◆ **Task brief**:
Before you return the entries below, strip out the pictures and keep all else exact.

◆ **Supplied material**:
━━━━━━━━━━━━━━━━

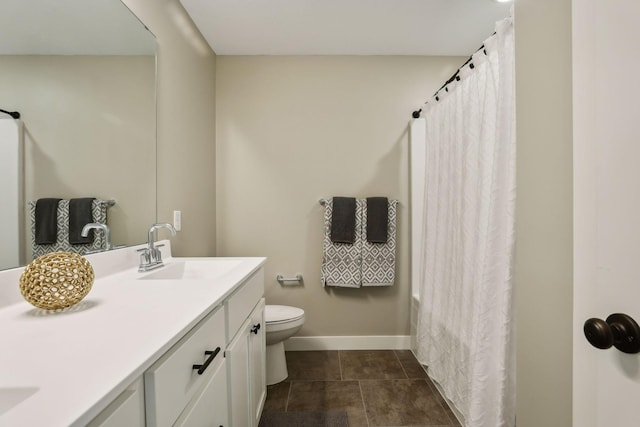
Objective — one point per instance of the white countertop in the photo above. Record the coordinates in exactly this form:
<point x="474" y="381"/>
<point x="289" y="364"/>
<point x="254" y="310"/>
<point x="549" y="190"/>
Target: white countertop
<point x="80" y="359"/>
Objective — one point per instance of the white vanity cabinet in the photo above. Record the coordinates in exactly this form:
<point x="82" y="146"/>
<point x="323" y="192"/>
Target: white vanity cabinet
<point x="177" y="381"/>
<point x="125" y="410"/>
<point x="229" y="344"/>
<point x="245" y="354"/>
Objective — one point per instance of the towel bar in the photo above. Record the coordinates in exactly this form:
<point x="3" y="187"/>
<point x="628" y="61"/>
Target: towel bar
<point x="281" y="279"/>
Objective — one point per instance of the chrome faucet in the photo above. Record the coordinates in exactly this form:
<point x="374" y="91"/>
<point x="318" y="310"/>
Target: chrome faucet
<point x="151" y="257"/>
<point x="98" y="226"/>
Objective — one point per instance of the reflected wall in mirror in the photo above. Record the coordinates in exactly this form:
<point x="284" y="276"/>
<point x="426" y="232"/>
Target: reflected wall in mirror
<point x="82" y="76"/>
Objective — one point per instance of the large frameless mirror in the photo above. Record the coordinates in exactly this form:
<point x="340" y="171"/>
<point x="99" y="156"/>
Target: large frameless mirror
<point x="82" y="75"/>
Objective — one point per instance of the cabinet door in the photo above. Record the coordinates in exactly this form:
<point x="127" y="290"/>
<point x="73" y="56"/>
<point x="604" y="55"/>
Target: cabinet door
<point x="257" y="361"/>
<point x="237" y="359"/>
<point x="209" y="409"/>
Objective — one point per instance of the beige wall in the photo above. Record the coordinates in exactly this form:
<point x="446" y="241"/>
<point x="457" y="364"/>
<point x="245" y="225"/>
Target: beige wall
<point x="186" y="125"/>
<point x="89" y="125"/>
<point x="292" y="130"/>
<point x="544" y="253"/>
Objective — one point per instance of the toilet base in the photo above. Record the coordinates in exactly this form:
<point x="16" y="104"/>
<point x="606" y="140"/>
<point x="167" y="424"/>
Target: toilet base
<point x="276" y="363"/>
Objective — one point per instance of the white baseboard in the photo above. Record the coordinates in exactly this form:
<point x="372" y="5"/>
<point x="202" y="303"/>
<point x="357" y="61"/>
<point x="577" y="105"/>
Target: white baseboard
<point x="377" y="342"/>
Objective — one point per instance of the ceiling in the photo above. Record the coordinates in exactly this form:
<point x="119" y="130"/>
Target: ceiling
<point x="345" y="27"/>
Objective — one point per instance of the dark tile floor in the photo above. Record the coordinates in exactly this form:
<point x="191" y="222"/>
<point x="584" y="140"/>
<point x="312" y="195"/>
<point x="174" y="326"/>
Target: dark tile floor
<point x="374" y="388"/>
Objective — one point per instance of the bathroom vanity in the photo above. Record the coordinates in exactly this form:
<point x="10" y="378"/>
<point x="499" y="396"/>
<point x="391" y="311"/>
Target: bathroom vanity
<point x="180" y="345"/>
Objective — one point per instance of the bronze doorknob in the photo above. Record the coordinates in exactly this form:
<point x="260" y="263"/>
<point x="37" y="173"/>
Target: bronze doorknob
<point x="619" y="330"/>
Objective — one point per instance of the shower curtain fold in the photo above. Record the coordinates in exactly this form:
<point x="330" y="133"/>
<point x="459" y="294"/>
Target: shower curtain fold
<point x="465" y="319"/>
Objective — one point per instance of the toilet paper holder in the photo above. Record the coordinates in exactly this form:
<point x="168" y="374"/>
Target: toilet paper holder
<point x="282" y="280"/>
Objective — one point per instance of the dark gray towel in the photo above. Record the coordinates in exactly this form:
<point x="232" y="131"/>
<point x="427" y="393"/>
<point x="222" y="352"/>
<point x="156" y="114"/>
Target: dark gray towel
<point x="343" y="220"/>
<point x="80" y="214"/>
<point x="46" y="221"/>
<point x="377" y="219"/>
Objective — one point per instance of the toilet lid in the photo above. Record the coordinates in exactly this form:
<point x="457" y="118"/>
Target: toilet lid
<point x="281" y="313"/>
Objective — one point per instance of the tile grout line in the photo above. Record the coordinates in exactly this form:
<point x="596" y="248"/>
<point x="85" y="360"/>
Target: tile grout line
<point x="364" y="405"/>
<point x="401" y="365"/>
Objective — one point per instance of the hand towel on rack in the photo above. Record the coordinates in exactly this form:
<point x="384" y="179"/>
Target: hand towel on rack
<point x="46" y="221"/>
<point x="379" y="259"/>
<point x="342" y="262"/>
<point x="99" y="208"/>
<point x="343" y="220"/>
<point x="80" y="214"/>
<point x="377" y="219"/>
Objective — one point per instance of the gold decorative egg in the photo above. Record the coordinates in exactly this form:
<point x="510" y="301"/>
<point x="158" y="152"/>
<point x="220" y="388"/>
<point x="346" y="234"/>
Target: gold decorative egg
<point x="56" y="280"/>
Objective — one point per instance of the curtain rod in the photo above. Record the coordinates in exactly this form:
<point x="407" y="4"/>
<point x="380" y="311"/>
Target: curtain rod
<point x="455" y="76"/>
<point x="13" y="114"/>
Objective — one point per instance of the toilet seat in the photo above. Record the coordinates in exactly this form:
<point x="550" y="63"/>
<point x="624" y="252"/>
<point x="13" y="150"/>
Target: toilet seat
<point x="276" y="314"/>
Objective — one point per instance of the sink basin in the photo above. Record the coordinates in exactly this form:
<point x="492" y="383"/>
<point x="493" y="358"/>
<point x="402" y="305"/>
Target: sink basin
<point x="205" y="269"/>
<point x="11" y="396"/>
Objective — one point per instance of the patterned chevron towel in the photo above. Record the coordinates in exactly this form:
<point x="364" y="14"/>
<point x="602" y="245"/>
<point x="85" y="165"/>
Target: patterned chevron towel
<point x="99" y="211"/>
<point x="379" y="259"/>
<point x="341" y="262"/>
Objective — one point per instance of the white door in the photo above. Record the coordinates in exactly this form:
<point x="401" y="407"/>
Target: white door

━━━━━━━━━━━━━━━━

◆ **Expected output**:
Objective — one point per instance of the white countertop in the photo above. Record the coordinates in exactly this form:
<point x="474" y="381"/>
<point x="289" y="364"/>
<point x="254" y="310"/>
<point x="549" y="190"/>
Target: white countertop
<point x="80" y="359"/>
Objective — one point per instance of the white vanity cabinet in the photo above. Record the coordinates in exactly this form:
<point x="82" y="146"/>
<point x="323" y="192"/>
Target: white vanity cabinet
<point x="177" y="381"/>
<point x="125" y="410"/>
<point x="229" y="344"/>
<point x="245" y="354"/>
Objective — one point per instance of the towel bar in the photo above. Record the coordinates in exactly this form:
<point x="3" y="187"/>
<point x="628" y="61"/>
Target: towel bar
<point x="281" y="279"/>
Objective — one point per instance of the chrome faucet in the photo above. Record the coordinates in exactly this form:
<point x="374" y="91"/>
<point x="318" y="310"/>
Target: chrome faucet
<point x="151" y="257"/>
<point x="98" y="226"/>
Objective — one point per instance of the reflected wall in mirror in the photo above. Record the coordinates in exactly this form:
<point x="284" y="276"/>
<point x="426" y="232"/>
Target: reflected wall in mirror
<point x="82" y="76"/>
Objective — one point per instance of the large frameless mirror in the photo above. Record the coordinates in exactly this form:
<point x="340" y="171"/>
<point x="99" y="156"/>
Target: large frameless mirror
<point x="82" y="75"/>
Objective — one point per instance of the cabinet door in the photo above. Record the coordinates in exactly this form:
<point x="127" y="290"/>
<point x="73" y="56"/>
<point x="604" y="55"/>
Target: cabinet door
<point x="257" y="361"/>
<point x="237" y="359"/>
<point x="209" y="409"/>
Objective — one point per instance of the beige wall in the photo above. Record the coordinates in exactly this form:
<point x="446" y="241"/>
<point x="457" y="364"/>
<point x="245" y="225"/>
Target: beige wall
<point x="186" y="125"/>
<point x="89" y="125"/>
<point x="292" y="130"/>
<point x="544" y="253"/>
Objective — one point per instance of the toilet base in the photo above. Record the coordinates in exactly this form:
<point x="16" y="104"/>
<point x="606" y="140"/>
<point x="167" y="424"/>
Target: toilet base
<point x="276" y="363"/>
Objective — one point per instance of the white baseboard in the photo above. Record the coordinates in exactly this form:
<point x="372" y="5"/>
<point x="202" y="303"/>
<point x="357" y="61"/>
<point x="577" y="105"/>
Target: white baseboard
<point x="377" y="342"/>
Objective — one point per instance of the ceiling in the photo above. Record the coordinates in exactly this form:
<point x="119" y="130"/>
Target: ceiling
<point x="345" y="27"/>
Objective — one point per instance of the dark tile floor in the photo above. Record the coordinates in exactly this form:
<point x="191" y="222"/>
<point x="584" y="140"/>
<point x="312" y="195"/>
<point x="174" y="326"/>
Target: dark tile floor
<point x="374" y="388"/>
Objective — one point per instance of the bathroom vanity in the photo above. Record the coordinates in exactly this form:
<point x="10" y="378"/>
<point x="499" y="396"/>
<point x="391" y="311"/>
Target: bathroom vanity
<point x="180" y="345"/>
Objective — one point per instance of the bronze doorknob in the photo above. Record the coordinates in exactly this form:
<point x="260" y="263"/>
<point x="37" y="173"/>
Target: bronze doorknob
<point x="619" y="330"/>
Objective — one point per instance of the shower curtain fold in the photo above. Record the coordinates in exactly this form:
<point x="330" y="133"/>
<point x="459" y="294"/>
Target: shower curtain fold
<point x="465" y="319"/>
Objective — one point per instance of the toilet paper holder in the photo above. Record the coordinates in exactly this form:
<point x="168" y="374"/>
Target: toilet paper holder
<point x="282" y="280"/>
Objective — one point per instance of the dark gray towel in the photo above. Record the coordinates in exactly this form:
<point x="232" y="131"/>
<point x="427" y="393"/>
<point x="222" y="352"/>
<point x="156" y="114"/>
Target: dark gray towel
<point x="343" y="220"/>
<point x="80" y="214"/>
<point x="46" y="221"/>
<point x="377" y="219"/>
Objective — one point per instance of the toilet lid in the photo above. Record the coordinates in exactly this form:
<point x="457" y="118"/>
Target: toilet lid
<point x="281" y="313"/>
Objective — one point per instance of the tile grout line in the photo above. Record the coordinates in exactly this form:
<point x="596" y="248"/>
<point x="85" y="360"/>
Target: tile grout line
<point x="364" y="405"/>
<point x="401" y="365"/>
Objective — one point per instance of the hand towel on rack in the photo above. Record the coordinates in exactly this form:
<point x="384" y="179"/>
Target: hand towel on rack
<point x="46" y="221"/>
<point x="379" y="259"/>
<point x="342" y="262"/>
<point x="99" y="208"/>
<point x="343" y="220"/>
<point x="80" y="214"/>
<point x="377" y="219"/>
Objective — one point per instance of the gold decorative egg in the photo above. Record the coordinates in exactly this form:
<point x="510" y="301"/>
<point x="158" y="152"/>
<point x="220" y="388"/>
<point x="346" y="234"/>
Target: gold decorative egg
<point x="56" y="280"/>
Objective — one point per instance of the curtain rod in the photo above. Record the coordinates in exactly this form:
<point x="407" y="4"/>
<point x="380" y="311"/>
Target: curtain rod
<point x="455" y="76"/>
<point x="13" y="114"/>
Objective — one point per instance of the toilet seat in the photo above. Record the coordinates in exactly this form:
<point x="550" y="63"/>
<point x="624" y="252"/>
<point x="13" y="150"/>
Target: toilet seat
<point x="276" y="314"/>
Objective — one point per instance of the sink basin in the photo above. Record the coordinates in exactly this form:
<point x="492" y="383"/>
<point x="493" y="358"/>
<point x="402" y="305"/>
Target: sink basin
<point x="205" y="269"/>
<point x="11" y="396"/>
Objective — one point per instance of the patterned chevron towel in the photo above. Record the coordinates in exactly this form:
<point x="364" y="14"/>
<point x="602" y="245"/>
<point x="85" y="165"/>
Target: patterned chevron towel
<point x="99" y="211"/>
<point x="379" y="259"/>
<point x="341" y="262"/>
Objective — one point per instance of the white door in the photo above. Record the coordinates in exactly this form:
<point x="401" y="407"/>
Target: white door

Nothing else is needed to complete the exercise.